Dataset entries
──────────────────────────────

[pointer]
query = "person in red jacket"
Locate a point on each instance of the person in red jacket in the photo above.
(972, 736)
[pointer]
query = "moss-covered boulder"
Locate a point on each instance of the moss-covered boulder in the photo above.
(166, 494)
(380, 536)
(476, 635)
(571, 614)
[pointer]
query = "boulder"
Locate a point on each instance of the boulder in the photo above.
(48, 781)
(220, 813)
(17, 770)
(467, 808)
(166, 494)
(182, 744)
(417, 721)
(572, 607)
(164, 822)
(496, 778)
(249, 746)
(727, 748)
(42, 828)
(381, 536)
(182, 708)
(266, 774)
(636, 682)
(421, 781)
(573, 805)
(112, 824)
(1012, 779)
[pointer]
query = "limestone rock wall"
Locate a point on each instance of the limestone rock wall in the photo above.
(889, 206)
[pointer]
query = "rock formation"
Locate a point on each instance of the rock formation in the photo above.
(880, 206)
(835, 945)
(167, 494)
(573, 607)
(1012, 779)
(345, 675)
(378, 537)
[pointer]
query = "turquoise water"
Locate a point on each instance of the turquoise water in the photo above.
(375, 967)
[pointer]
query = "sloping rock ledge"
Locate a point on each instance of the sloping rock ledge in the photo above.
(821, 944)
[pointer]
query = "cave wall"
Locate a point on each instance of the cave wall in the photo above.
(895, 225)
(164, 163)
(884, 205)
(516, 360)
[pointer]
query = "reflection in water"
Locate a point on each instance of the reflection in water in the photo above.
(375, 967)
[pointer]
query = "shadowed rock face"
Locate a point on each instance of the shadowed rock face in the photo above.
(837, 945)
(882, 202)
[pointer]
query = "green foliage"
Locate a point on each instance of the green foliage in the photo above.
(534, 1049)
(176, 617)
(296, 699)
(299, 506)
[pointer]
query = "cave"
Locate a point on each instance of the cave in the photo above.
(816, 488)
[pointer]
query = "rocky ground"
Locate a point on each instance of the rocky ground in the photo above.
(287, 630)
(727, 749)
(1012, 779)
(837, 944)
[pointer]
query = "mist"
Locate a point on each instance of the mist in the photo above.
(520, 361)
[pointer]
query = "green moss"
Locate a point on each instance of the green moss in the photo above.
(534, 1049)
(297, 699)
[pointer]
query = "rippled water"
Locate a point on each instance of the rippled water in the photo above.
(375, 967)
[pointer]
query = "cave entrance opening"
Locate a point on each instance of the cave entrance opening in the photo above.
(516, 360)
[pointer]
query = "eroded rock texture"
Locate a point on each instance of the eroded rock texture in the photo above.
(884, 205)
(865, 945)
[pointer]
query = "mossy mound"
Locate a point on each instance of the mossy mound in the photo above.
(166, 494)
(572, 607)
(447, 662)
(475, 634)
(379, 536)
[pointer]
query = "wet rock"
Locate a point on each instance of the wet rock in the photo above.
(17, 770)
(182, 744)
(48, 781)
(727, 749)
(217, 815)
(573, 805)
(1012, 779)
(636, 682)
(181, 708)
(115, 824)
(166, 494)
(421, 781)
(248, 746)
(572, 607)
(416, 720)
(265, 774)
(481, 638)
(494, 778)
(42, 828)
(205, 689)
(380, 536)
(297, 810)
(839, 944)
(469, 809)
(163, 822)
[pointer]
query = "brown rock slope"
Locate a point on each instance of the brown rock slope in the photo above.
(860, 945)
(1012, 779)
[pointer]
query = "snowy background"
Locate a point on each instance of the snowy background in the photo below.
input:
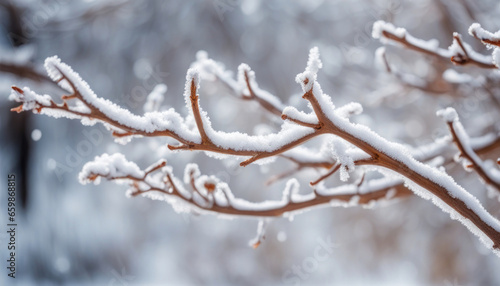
(69, 233)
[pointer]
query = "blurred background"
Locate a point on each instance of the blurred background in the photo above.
(94, 235)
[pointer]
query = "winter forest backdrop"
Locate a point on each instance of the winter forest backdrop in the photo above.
(86, 234)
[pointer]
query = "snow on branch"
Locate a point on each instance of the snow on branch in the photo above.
(470, 160)
(488, 38)
(244, 87)
(209, 194)
(460, 53)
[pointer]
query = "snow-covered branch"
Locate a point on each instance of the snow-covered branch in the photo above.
(459, 52)
(200, 193)
(358, 146)
(470, 160)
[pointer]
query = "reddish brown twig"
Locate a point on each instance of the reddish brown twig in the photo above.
(474, 162)
(379, 152)
(458, 57)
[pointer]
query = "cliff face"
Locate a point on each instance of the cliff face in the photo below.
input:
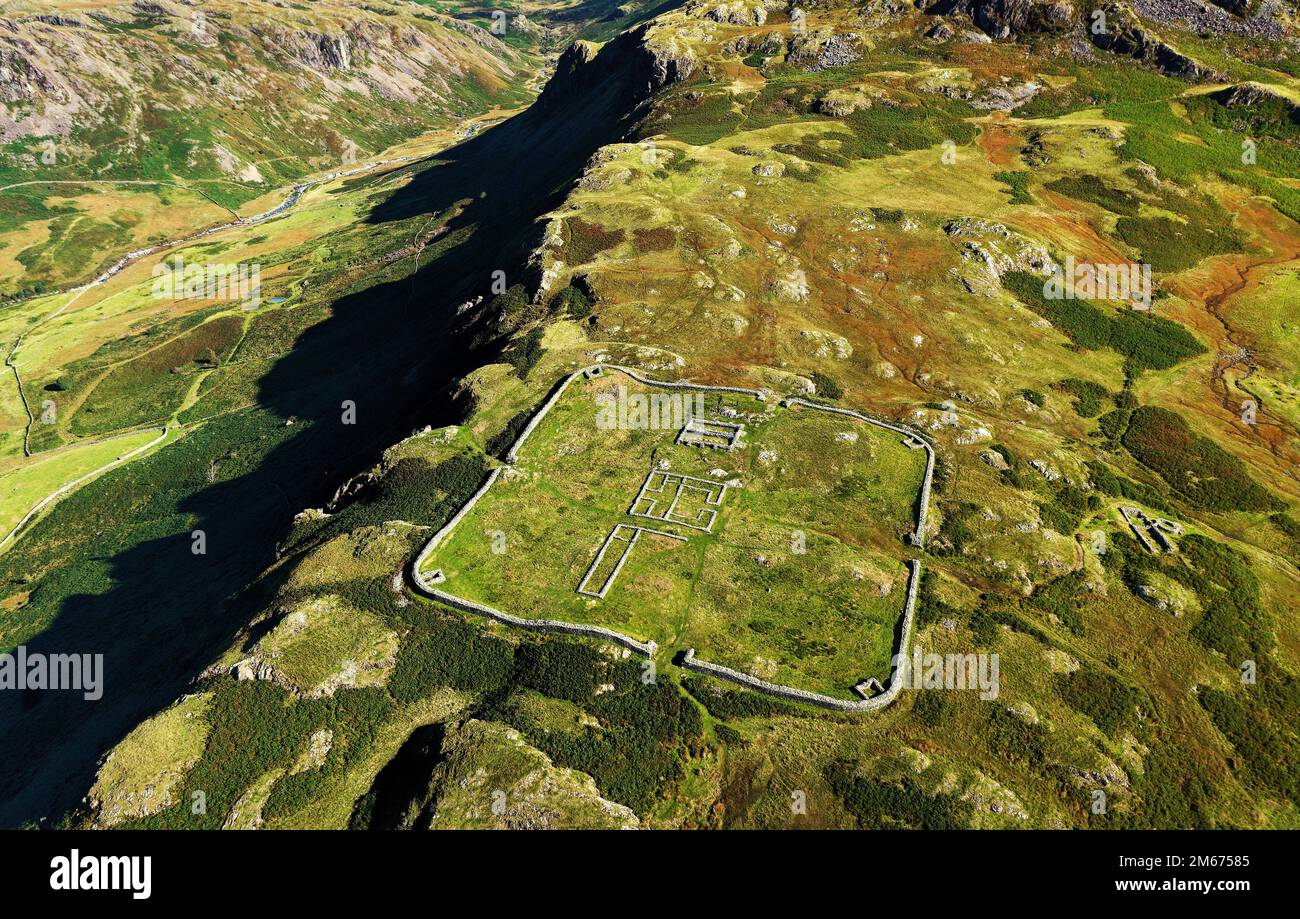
(1008, 18)
(1126, 34)
(232, 83)
(637, 64)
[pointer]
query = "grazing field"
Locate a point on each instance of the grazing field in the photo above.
(24, 484)
(780, 556)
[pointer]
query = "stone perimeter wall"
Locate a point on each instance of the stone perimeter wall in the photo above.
(917, 436)
(689, 660)
(692, 663)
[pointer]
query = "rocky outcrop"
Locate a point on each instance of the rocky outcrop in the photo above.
(1123, 33)
(640, 61)
(1012, 18)
(1256, 96)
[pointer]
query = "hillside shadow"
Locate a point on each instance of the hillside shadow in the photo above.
(117, 575)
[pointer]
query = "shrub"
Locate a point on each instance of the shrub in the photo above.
(879, 805)
(826, 386)
(442, 651)
(1106, 699)
(1195, 467)
(559, 670)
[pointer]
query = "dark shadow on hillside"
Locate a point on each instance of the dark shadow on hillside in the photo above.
(164, 612)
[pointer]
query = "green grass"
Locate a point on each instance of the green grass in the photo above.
(742, 595)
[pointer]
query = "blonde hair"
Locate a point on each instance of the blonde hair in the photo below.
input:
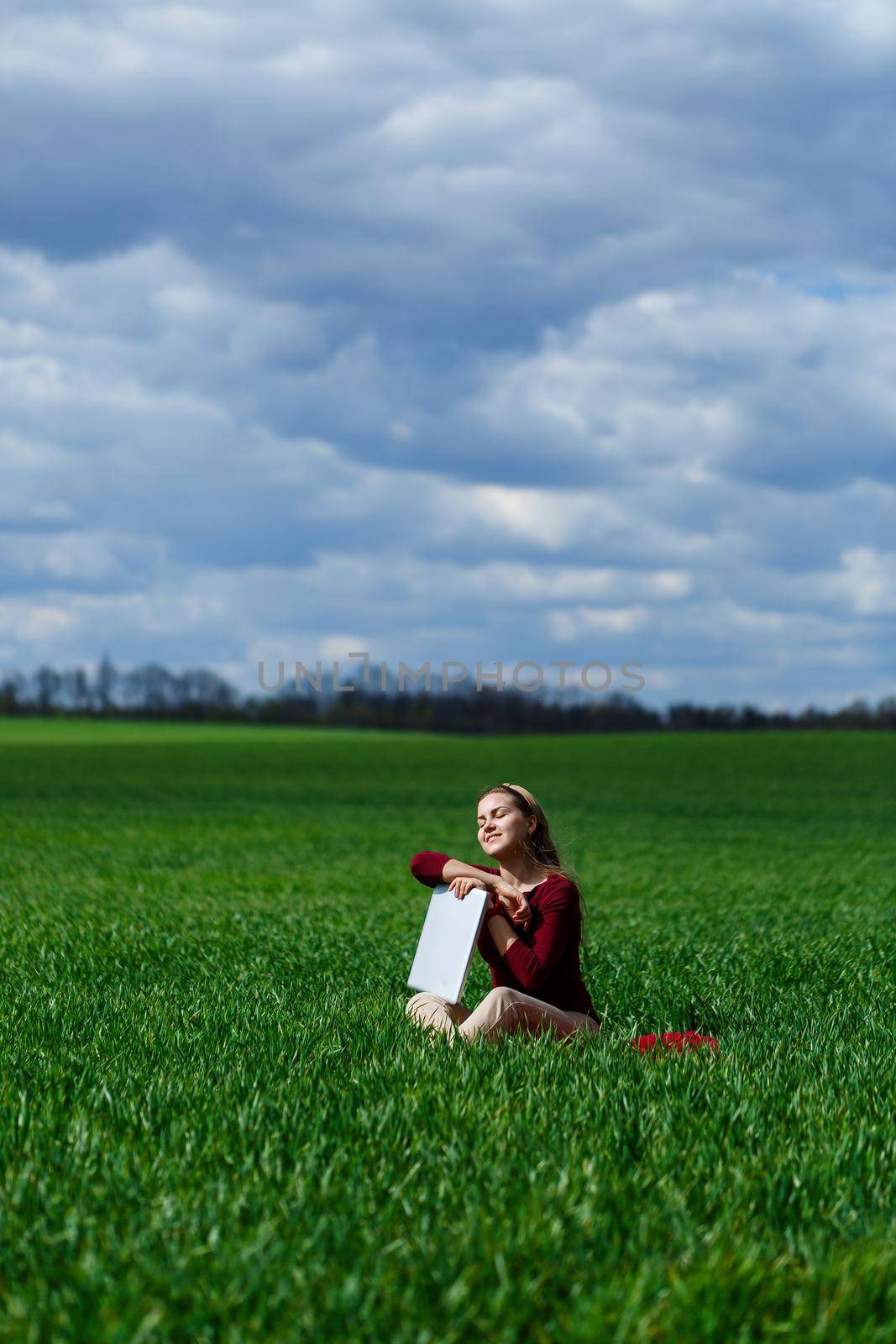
(539, 847)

──────────────────────────────

**WORK TO DO**
Pull out every line of the records above that contains the word "jacket", matching its case exactly.

**RESULT**
query = "person in red jacket"
Locate a point on each instance of the person in red jacket in the photo above.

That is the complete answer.